→ WORK TO BE COMPLETED
Among the entries beneath this sentence, how many lines include the word "shoulder"? Only the number is wanted.

→ DATA UNDER STUDY
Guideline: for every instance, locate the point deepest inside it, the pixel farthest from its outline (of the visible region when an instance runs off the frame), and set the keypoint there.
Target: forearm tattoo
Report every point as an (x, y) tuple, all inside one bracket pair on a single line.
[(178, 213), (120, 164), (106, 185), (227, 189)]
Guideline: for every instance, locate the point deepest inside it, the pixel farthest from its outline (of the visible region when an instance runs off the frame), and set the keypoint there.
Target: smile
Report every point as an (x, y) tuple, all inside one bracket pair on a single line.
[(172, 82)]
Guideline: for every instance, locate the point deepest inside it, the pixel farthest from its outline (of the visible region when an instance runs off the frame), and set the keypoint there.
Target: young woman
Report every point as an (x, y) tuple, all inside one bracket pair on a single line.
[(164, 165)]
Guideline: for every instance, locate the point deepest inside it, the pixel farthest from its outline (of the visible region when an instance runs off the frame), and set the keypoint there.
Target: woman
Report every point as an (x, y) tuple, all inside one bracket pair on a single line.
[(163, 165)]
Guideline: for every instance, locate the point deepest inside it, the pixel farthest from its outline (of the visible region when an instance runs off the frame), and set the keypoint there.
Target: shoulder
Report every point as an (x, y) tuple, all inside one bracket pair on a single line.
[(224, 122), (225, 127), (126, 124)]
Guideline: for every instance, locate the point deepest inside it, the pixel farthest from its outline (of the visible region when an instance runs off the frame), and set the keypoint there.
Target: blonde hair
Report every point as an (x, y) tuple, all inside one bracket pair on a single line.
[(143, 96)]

---

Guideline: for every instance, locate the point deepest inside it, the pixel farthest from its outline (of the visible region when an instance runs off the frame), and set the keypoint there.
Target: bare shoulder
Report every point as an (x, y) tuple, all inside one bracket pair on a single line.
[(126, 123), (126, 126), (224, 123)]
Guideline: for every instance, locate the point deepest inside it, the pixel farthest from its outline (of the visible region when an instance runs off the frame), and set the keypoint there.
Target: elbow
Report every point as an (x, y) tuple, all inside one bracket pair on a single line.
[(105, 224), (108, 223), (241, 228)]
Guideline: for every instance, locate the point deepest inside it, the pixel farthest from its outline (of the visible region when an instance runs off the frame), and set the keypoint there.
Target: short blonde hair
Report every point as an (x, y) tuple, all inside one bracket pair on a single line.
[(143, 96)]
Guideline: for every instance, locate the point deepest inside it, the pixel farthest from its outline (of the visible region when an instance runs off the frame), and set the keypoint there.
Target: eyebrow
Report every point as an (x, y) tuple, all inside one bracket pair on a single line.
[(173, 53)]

* * *

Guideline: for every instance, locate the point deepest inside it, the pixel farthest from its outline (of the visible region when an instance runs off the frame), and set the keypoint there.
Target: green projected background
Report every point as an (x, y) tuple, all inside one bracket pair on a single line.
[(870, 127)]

→ RESPONSE TO THE EXERCISE
2